------ Information supplied ------

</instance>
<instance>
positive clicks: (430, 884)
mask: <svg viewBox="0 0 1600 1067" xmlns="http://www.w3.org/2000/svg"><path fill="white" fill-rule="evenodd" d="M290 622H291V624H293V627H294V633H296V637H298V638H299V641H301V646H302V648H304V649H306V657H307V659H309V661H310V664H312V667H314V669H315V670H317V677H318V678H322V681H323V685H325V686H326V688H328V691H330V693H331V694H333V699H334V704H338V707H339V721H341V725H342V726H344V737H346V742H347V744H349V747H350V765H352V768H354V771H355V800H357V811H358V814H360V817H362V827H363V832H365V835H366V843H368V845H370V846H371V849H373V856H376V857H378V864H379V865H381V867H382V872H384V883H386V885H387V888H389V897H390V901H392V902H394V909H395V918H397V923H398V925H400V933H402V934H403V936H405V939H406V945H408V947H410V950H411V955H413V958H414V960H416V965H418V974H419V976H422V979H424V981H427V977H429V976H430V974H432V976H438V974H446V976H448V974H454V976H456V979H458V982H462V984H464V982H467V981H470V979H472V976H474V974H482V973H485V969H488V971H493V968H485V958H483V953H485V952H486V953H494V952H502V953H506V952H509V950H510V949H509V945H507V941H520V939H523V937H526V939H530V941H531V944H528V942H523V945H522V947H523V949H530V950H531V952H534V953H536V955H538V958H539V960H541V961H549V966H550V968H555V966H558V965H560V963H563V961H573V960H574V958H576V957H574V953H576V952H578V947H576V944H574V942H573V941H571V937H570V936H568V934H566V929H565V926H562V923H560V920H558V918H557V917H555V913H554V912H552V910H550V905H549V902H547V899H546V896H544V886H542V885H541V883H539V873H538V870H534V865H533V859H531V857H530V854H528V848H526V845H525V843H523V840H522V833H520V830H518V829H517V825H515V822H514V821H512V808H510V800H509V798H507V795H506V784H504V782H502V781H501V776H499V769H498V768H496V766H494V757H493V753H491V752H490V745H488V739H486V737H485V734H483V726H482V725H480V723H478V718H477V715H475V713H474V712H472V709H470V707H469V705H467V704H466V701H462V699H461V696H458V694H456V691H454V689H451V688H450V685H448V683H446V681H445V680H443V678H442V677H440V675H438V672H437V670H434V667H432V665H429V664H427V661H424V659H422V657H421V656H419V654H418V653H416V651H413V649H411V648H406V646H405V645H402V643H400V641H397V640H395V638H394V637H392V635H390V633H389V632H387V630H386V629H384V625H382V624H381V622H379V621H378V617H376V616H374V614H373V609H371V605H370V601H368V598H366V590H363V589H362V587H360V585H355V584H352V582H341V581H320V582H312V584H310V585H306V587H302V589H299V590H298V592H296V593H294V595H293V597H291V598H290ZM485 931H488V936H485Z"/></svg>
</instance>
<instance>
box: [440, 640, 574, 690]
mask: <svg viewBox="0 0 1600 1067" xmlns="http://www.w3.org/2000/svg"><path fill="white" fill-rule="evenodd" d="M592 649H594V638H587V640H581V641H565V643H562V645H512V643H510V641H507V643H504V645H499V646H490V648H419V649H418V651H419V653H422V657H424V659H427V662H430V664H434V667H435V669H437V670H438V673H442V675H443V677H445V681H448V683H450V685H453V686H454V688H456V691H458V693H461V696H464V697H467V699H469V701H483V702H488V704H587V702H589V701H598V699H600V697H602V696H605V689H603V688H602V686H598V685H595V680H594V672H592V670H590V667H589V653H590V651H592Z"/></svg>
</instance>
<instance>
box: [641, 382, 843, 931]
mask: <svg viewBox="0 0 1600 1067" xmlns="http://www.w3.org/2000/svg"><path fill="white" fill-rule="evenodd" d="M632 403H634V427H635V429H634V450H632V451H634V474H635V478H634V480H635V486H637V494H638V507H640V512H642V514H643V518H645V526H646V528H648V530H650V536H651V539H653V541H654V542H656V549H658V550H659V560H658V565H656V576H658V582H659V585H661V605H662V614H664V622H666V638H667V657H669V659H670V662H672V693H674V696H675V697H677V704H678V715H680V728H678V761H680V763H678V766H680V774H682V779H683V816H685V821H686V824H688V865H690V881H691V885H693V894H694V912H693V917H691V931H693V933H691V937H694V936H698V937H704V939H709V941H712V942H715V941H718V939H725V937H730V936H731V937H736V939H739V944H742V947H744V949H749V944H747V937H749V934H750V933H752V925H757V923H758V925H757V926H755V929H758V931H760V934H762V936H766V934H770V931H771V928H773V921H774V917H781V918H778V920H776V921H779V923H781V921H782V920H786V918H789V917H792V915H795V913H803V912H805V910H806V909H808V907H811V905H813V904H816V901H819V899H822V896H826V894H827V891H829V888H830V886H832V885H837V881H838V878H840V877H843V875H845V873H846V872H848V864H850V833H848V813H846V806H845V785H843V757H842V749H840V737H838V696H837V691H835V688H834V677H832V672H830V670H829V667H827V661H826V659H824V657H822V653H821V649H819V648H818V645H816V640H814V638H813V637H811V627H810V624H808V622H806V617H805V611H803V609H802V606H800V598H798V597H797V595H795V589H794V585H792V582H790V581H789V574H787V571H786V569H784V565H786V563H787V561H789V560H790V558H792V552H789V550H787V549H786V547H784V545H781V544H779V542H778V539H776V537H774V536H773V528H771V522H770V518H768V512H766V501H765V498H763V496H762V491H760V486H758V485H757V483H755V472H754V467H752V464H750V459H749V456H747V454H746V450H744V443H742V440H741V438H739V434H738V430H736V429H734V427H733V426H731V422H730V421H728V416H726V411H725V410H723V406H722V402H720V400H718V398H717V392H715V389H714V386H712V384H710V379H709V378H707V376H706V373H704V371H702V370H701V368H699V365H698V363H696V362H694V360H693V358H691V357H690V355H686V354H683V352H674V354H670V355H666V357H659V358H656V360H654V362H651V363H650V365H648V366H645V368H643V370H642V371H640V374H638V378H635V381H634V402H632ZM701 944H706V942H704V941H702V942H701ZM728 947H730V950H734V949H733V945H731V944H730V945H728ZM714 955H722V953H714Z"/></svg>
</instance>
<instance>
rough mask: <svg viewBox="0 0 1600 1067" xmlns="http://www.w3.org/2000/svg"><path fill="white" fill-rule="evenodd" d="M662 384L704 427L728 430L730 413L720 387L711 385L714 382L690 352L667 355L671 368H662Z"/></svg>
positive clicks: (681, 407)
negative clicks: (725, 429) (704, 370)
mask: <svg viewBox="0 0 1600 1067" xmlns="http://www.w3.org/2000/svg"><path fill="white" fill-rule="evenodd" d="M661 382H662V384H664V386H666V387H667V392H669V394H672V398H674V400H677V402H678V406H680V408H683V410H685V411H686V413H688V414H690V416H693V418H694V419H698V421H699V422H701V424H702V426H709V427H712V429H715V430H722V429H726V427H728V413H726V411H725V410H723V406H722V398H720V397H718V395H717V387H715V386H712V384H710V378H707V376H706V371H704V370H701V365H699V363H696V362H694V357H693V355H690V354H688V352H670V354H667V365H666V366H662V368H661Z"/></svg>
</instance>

------

### Task goal
Extract, from the material above, each line holding the word "clicks".

### Answer space
positive clicks: (430, 884)
positive clicks: (681, 407)
negative clicks: (725, 429) (704, 370)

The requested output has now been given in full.